June 12, 2009 - by Donny Shaw

Word on the street is that Senate Democrats, unlike their counterparts in the House, might not have 60 votes to pass health care reform legislation if it includes a public option to compete with private insurers. So far, a public option has been left out of the Senate’s draft health care-reform legislation.

While all the big progressive groups are busy whipping votes in support of the public option, trying to get to 60 in the Senate, Senate Budget Committee Chairmen Sen. Kent Conrad [D, ND] (pictured above w/ a variety of gavels) is developing a compromise proposal: federally-chartered not-for-profit health care co-ops.

The idea is generally getting panned by progressives. The feeling isn’t that the co-op ideas is bad per se, but that it seems to be a sudden and poorly thought out attempt at pre-negotiating that threatens a more thoroughly thought out plan to let the government offer high-quality health care at a competitive price. As Matt Yglesias put it, "anything that drops the public plan is a proposal to drop the public plan not really a public plan “compromise.”

Washington Post blogger Ezra Klein interviewed Sen. Conrad yesterday on the origins of the co-op plan:

Tell me a bit about your idea for chartering co-ops in the health insurance market.
□ □ □ □
#### WHAT TO WORK ON:
1. Answer these questions using the blog post on health care reform:
(a) Which group might not have 60 votes if the legislation includes a public option?
(b) What compromise proposal is Sen. Kent Conrad developing?
(c) Who interviewed Sen. Conrad about the origins of the co-op plan?
2. According to the blog post on health care reform, why are progressives generally panning the co-op idea? Answer in one to three sentences.
3. Reproduce the part of the blog post on health care reform that opens with the words containing "June 12, 2009" and closes with "health care-reform legislation.".

#### DATA:
□ □ □ □
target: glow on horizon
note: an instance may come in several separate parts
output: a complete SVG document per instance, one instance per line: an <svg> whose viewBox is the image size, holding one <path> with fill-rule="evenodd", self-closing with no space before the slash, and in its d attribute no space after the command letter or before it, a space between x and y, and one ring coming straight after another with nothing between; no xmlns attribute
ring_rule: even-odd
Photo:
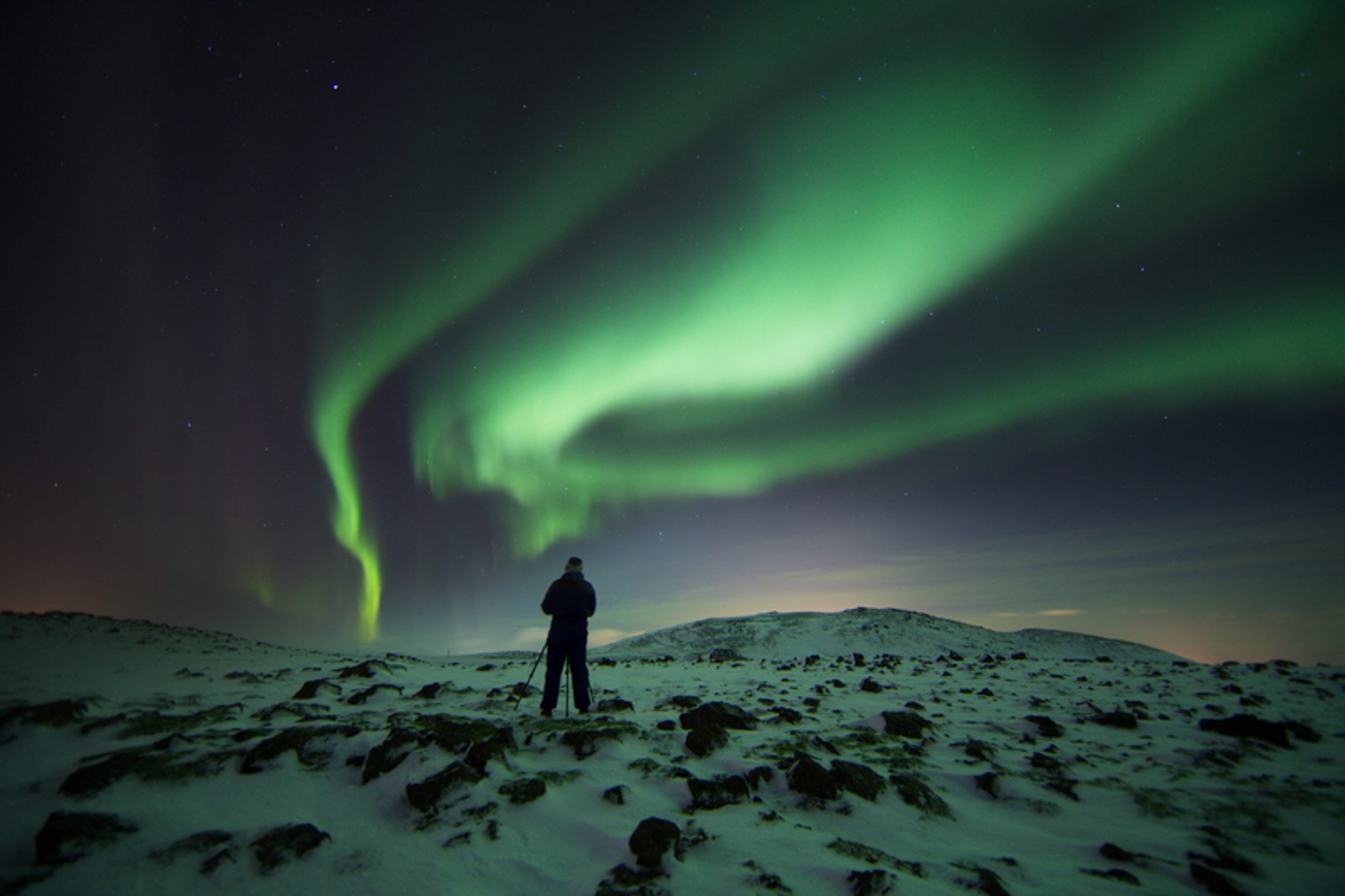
□ □ □ □
#### ANSWERS PROVIDED:
1.
(a) Senate Democrats.
(b) Federally-chartered not-for-profit health care co-ops.
(c) Washington Post blogger Ezra Klein.

2. Progressives don't see the co-op idea as bad in itself. They object because it seems to be a sudden and poorly thought out attempt at pre-negotiating. That attempt threatens a more thoroughly thought out plan to let the government offer high-quality health care at a competitive price.

3.
June 12, 2009 - by Donny Shaw

Word on the street is that Senate Democrats, unlike their counterparts in the House, might not have 60 votes to pass health care reform legislation if it includes a public option to compete with private insurers. So far, a public option has been left out of the Senate’s draft health care-reform legislation.